Supplied material ▸
--- START ---

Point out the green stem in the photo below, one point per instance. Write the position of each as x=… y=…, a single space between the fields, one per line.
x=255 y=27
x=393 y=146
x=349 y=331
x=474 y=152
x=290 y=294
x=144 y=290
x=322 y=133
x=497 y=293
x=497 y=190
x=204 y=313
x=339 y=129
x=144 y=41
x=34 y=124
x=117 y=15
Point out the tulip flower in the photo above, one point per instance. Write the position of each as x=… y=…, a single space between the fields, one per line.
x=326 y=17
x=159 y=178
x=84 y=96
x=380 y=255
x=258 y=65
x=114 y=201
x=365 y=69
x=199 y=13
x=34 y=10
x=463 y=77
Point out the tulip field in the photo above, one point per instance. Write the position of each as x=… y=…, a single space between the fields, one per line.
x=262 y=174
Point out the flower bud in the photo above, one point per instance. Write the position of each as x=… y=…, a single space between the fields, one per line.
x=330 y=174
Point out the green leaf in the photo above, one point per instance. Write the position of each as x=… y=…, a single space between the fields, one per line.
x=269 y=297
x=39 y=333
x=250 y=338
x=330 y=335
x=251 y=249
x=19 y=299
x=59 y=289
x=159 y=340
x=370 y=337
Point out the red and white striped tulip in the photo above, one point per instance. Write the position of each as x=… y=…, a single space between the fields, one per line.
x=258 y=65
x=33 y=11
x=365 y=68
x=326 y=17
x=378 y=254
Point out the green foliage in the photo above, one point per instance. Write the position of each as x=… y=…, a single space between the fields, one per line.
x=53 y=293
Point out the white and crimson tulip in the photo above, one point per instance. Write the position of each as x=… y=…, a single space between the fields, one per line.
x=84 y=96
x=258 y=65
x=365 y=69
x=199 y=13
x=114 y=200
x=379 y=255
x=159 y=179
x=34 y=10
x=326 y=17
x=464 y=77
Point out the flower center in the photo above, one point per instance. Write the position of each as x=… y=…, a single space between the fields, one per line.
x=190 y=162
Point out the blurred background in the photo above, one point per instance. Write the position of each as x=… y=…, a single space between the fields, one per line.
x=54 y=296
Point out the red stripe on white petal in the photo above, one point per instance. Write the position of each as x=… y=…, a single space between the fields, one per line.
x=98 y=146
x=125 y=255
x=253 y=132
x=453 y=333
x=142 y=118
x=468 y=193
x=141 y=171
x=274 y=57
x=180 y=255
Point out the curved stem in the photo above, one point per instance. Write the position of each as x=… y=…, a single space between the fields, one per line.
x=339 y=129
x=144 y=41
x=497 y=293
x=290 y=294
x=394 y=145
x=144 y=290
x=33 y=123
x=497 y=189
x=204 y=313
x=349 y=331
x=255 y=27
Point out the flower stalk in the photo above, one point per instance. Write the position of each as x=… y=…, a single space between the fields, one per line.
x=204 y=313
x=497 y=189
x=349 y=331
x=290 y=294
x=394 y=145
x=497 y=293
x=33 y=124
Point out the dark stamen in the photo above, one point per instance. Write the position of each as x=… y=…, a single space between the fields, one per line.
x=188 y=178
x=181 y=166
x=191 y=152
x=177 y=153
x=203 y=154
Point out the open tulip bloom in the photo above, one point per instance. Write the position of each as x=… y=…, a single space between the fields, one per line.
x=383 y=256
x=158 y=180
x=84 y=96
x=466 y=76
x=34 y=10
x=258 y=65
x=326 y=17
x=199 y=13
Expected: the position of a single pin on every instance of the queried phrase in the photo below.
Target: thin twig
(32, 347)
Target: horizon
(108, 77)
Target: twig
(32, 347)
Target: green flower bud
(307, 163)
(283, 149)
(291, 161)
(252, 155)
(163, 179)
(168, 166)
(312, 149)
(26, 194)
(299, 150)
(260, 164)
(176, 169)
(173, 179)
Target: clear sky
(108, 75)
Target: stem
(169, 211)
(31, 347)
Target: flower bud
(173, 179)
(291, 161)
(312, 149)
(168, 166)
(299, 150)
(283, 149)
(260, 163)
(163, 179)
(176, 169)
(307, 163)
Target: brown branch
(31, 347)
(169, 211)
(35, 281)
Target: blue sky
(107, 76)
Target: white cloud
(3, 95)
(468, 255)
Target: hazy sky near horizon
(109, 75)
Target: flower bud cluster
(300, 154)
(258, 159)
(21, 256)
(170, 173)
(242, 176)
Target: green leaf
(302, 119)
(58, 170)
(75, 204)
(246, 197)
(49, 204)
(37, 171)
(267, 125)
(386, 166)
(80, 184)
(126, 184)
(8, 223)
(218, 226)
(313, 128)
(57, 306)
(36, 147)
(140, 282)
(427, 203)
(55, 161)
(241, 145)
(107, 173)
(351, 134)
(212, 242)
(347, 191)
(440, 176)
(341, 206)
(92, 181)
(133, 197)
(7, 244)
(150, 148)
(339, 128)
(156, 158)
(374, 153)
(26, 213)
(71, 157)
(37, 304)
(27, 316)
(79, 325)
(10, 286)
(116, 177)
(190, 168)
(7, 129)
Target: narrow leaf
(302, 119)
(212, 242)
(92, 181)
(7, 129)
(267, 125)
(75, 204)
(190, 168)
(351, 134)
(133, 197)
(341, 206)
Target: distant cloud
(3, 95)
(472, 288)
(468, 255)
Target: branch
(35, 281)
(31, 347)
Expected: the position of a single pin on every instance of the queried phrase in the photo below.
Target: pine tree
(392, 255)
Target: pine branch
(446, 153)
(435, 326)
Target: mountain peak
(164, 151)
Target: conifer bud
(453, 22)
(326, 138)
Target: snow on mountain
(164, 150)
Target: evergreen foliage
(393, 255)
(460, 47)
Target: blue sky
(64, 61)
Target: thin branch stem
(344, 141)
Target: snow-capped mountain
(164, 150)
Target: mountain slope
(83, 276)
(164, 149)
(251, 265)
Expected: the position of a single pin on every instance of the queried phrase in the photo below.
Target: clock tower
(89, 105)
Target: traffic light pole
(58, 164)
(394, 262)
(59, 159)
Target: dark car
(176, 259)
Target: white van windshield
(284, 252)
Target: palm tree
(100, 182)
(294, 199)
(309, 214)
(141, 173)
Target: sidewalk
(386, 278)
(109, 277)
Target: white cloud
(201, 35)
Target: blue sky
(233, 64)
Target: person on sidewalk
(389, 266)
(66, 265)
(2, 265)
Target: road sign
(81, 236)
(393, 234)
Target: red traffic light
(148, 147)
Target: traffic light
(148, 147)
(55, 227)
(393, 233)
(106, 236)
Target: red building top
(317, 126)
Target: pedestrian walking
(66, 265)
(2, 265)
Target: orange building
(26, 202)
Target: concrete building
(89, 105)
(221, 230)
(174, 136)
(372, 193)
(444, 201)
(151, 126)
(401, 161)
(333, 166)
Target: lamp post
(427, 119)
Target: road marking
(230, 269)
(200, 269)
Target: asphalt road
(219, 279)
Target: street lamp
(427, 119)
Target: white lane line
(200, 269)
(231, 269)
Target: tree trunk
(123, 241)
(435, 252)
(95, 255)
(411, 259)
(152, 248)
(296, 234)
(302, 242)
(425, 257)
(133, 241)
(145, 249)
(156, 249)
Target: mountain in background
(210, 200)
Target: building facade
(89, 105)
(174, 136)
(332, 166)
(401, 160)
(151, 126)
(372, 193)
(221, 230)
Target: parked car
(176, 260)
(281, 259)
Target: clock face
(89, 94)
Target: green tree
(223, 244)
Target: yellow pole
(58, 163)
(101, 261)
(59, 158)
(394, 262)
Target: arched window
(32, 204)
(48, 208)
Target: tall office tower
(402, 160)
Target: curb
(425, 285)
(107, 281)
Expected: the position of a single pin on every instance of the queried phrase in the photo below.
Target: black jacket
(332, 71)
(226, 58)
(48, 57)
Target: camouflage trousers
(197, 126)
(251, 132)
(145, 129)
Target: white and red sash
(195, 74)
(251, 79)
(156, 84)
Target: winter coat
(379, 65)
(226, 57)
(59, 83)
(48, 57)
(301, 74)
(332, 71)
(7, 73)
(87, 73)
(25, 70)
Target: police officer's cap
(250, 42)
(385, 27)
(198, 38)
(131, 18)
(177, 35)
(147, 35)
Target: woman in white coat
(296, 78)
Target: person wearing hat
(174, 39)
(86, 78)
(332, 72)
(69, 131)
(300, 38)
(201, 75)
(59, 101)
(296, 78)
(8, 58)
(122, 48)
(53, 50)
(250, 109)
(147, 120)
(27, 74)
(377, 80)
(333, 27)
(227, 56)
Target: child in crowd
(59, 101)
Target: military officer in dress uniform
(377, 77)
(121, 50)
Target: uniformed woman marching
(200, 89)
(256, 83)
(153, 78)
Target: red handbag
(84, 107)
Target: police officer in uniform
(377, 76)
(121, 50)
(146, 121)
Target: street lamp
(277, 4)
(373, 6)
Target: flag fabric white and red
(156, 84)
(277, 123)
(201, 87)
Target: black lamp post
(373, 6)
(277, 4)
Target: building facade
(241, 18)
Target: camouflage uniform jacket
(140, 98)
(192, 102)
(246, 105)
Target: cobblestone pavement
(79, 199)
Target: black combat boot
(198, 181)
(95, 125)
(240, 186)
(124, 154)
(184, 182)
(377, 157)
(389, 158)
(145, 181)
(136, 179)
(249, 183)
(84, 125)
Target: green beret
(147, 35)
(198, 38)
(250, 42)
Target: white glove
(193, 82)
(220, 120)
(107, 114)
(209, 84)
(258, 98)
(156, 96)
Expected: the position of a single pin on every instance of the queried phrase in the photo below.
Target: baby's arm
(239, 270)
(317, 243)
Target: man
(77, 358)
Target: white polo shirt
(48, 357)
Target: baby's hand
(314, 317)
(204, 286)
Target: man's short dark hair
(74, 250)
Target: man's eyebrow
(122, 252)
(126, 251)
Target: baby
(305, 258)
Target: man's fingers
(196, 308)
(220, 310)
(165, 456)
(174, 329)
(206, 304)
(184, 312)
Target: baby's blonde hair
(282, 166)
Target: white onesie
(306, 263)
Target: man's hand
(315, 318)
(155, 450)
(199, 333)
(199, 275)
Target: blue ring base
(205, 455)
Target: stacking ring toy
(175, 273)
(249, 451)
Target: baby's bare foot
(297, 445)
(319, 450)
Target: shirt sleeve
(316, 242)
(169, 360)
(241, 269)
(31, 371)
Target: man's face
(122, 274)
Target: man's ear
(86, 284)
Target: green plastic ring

--- END ---

Brief ▸
Would you repeat the lines from the one containing "Target: white onesie" through the end of the data, exactly, with nothing before or after them?

Response below ▸
Target: white onesie
(306, 263)
Target: man's hand
(315, 318)
(155, 450)
(199, 333)
(199, 275)
Target: blue ring base
(205, 455)
Target: stacking ring toy
(175, 273)
(249, 451)
Target: baby's bare foot
(297, 445)
(319, 450)
Target: shirt sleeve
(316, 242)
(169, 360)
(241, 269)
(31, 371)
Target: man's face
(122, 274)
Target: man's ear
(86, 284)
Target: green plastic ring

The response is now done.